#### Dataset excerpts:
....

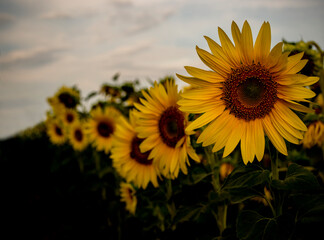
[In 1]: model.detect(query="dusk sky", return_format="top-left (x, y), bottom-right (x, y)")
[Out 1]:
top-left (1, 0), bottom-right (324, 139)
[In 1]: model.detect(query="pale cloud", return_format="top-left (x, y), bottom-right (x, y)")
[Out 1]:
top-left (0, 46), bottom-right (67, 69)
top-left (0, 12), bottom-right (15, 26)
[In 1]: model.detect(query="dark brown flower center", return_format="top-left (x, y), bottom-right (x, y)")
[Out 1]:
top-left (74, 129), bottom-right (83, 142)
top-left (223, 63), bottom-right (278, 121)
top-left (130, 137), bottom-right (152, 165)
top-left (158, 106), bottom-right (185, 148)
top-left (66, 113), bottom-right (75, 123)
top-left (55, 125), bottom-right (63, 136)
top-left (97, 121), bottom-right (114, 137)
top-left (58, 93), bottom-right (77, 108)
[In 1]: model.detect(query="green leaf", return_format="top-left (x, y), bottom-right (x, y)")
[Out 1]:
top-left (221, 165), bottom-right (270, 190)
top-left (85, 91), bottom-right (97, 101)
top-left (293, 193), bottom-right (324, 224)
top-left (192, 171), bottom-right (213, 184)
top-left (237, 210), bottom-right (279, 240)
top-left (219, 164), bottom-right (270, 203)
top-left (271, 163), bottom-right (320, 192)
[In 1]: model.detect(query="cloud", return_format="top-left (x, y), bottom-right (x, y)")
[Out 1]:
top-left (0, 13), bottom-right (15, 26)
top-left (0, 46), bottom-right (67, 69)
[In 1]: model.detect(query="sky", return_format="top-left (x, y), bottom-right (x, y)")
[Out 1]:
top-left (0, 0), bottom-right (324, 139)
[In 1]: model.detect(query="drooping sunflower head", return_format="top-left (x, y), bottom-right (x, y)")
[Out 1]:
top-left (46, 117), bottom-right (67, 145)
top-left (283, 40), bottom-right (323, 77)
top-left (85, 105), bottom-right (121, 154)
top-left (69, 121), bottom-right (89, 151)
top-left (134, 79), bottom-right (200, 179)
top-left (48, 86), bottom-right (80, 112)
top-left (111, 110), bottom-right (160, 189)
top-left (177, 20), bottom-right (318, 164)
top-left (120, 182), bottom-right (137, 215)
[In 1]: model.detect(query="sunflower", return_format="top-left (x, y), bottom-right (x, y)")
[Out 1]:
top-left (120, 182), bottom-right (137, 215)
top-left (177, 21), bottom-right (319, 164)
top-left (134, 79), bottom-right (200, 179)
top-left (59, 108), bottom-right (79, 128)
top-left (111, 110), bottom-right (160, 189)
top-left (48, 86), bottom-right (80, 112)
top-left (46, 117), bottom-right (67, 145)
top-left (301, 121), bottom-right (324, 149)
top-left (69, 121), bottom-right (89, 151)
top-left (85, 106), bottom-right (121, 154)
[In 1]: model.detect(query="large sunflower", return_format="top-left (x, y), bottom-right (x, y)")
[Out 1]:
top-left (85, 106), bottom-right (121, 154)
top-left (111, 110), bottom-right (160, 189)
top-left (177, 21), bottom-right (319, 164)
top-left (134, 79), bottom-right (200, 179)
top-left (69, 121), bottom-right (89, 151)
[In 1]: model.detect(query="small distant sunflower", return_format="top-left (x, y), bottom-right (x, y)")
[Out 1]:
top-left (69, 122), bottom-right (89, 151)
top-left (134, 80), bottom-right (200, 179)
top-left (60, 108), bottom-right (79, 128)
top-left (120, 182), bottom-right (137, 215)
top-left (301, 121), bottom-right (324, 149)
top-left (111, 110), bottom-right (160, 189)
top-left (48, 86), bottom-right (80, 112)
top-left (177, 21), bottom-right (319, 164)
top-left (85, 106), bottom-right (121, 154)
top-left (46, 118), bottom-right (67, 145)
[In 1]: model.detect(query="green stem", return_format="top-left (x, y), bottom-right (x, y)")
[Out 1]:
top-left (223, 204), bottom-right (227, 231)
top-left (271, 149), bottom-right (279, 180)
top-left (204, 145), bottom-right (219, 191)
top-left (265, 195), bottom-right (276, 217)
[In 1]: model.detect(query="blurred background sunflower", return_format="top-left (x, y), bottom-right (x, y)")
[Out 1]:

....

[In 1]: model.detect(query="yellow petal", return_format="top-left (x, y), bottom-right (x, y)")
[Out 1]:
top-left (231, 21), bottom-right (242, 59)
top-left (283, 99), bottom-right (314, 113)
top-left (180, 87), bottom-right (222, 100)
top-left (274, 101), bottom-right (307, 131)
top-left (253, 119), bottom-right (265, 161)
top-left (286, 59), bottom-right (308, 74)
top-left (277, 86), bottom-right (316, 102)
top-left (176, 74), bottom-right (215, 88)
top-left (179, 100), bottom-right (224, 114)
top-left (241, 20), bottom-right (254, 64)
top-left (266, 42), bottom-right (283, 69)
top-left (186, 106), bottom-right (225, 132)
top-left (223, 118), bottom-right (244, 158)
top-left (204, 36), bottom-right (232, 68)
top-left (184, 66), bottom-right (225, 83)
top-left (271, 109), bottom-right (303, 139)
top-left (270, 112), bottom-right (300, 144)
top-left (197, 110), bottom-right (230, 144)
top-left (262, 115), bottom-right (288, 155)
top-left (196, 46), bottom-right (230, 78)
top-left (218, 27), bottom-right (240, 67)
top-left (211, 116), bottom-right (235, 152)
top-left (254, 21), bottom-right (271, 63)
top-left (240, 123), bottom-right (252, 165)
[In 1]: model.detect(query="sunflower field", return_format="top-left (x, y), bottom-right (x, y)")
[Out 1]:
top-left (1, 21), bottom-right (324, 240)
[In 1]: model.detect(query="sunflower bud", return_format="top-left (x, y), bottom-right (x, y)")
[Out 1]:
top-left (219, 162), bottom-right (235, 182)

....

#### Exercise brief:
Wherever the word "cloud" appears in the listing above, copy that line.

#### Written reply:
[In 1]: model.detect(query="pale cloud", return_format="top-left (x, y), bottom-right (x, y)")
[In 1]: model.detect(query="cloud", return_format="top-left (x, y), bottom-right (x, y)")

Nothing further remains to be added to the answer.